* Task goal
Quote the rows below verbatim, starting at the line with "One point marks each instance of the glass" and ending with the line with "x=1091, y=754", both included.
++++++
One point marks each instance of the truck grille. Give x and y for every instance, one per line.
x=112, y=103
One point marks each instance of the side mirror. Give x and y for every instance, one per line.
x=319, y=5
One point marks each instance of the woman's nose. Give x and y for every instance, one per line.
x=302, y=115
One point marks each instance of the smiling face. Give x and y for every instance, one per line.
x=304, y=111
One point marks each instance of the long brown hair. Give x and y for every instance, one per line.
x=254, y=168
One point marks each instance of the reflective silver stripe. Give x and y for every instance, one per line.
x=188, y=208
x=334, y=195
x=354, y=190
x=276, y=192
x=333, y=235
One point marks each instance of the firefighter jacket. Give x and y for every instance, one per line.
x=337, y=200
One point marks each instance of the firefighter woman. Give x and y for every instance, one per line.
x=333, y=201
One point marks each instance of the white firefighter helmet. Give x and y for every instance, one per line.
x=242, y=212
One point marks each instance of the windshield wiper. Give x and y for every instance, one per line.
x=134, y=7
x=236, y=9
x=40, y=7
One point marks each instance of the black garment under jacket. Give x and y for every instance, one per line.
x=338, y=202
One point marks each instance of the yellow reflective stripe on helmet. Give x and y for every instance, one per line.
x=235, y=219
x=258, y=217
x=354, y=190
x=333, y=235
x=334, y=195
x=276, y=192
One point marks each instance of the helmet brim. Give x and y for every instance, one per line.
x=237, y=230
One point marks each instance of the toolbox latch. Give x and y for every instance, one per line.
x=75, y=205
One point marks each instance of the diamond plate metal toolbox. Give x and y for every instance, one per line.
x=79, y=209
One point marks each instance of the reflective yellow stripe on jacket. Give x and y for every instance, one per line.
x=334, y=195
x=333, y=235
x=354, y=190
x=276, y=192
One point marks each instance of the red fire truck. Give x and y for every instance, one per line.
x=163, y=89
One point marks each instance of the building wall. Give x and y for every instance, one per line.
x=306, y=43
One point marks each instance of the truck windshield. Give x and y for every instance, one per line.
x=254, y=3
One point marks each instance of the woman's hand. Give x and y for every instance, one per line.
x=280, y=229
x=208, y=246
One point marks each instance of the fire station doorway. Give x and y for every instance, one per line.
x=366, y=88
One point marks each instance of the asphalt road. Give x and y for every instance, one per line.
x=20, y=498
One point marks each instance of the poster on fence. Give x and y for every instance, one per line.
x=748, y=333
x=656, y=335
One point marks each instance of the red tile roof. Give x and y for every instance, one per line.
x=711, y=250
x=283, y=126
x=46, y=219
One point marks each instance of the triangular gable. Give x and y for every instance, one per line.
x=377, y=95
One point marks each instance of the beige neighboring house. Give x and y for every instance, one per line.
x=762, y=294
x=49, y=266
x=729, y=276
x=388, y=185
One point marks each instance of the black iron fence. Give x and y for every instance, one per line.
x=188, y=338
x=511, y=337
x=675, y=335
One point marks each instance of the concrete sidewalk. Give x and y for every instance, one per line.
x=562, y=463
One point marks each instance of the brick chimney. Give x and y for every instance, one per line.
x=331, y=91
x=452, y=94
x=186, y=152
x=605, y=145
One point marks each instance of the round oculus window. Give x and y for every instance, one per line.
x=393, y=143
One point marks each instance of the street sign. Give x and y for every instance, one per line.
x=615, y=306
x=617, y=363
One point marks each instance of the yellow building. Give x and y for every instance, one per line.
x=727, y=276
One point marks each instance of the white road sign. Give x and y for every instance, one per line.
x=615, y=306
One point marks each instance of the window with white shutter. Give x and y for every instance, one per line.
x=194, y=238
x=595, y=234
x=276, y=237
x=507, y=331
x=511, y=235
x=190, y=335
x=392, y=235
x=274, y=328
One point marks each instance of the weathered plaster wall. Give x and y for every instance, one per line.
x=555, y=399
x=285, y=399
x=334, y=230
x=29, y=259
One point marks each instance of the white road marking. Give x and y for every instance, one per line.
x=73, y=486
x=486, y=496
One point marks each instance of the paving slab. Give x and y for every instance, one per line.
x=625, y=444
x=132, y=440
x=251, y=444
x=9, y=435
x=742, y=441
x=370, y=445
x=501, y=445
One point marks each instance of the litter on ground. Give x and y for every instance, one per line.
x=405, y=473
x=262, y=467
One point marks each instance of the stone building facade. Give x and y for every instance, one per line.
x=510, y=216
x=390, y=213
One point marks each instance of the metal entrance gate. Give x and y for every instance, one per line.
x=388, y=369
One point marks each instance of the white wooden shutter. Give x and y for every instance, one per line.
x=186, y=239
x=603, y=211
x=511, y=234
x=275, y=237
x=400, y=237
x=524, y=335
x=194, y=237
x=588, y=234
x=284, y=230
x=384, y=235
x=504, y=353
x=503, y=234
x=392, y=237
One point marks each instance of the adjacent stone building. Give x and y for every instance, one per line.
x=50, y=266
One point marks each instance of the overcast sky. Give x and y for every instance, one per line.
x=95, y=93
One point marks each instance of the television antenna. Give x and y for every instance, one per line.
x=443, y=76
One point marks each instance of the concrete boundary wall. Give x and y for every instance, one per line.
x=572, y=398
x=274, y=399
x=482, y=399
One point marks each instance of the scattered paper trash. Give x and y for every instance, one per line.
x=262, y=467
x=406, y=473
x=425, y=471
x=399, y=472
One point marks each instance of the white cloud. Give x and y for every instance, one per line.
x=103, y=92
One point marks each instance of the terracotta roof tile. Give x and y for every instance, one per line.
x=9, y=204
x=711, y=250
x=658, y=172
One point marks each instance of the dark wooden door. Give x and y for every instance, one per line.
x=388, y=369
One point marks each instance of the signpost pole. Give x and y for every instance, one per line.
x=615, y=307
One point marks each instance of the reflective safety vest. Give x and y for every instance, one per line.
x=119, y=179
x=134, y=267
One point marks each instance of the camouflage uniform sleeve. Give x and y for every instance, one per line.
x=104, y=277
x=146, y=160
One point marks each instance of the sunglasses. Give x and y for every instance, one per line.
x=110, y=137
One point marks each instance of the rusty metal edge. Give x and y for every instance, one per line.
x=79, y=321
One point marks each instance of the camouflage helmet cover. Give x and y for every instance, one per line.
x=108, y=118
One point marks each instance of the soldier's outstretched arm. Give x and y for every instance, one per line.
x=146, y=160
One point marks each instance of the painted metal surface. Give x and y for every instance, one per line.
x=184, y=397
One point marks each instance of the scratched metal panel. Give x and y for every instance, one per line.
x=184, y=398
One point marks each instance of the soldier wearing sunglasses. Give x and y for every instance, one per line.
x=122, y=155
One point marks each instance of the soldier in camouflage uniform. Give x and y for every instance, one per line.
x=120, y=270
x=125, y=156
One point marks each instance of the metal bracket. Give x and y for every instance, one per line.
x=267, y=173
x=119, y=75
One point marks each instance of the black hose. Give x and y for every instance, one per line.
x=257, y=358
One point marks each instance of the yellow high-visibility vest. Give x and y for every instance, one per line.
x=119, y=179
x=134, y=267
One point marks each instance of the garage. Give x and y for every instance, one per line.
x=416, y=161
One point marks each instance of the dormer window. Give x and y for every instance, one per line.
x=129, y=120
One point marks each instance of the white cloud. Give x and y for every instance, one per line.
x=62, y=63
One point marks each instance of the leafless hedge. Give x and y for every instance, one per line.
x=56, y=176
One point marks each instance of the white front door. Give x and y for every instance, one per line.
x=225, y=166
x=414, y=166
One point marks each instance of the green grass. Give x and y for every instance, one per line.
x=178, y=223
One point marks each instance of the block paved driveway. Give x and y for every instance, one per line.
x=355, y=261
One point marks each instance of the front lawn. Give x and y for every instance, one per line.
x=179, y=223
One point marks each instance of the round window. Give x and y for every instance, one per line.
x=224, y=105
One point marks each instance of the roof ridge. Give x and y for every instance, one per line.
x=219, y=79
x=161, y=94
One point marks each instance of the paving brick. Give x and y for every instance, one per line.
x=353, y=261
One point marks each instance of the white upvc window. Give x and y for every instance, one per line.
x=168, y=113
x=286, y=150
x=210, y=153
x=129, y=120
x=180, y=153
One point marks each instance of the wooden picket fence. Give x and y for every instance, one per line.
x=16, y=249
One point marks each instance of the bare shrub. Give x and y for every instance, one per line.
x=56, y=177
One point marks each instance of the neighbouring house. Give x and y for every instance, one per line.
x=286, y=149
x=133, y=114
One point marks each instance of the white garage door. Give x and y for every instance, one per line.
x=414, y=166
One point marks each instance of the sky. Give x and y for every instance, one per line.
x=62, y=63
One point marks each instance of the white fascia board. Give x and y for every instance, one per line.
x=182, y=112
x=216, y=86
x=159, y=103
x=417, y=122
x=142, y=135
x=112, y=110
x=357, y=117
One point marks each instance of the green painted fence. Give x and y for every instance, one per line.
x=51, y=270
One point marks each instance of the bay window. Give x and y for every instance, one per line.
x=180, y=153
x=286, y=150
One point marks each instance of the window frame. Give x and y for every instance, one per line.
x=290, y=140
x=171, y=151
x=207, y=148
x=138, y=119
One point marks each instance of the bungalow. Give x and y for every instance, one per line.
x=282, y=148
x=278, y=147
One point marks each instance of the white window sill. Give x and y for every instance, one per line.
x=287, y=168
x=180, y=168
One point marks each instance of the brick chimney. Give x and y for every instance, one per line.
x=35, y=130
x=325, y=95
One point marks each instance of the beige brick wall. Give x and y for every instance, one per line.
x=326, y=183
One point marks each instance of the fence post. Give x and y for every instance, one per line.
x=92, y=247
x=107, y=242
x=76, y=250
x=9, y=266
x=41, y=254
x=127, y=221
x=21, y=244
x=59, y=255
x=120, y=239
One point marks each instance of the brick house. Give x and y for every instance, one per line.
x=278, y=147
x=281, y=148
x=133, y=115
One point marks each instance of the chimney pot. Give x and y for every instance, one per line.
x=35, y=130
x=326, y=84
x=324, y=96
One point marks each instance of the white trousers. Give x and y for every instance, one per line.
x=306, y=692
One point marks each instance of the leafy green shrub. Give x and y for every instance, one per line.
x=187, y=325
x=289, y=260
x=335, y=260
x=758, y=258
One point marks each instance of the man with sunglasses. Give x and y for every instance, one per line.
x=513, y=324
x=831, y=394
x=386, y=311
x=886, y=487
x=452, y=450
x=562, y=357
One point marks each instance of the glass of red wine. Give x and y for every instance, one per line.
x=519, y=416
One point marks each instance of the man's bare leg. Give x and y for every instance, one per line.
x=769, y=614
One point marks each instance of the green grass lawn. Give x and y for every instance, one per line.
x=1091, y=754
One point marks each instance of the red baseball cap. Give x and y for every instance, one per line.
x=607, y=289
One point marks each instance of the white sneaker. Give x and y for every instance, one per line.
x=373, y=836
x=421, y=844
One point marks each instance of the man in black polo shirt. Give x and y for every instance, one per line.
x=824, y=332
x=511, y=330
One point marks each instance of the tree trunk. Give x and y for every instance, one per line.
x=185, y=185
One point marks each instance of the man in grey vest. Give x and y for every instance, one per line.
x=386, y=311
++++++
* Exercise output
One point marks each instance of the glass of red wine. Give x and y for every instance, one per line.
x=519, y=416
One point marks each instance of the man's bare leg. Give x and y for every instance, one per line.
x=769, y=614
One point marks each instance of the green grass lawn. Give x and y for every instance, one per line.
x=1091, y=754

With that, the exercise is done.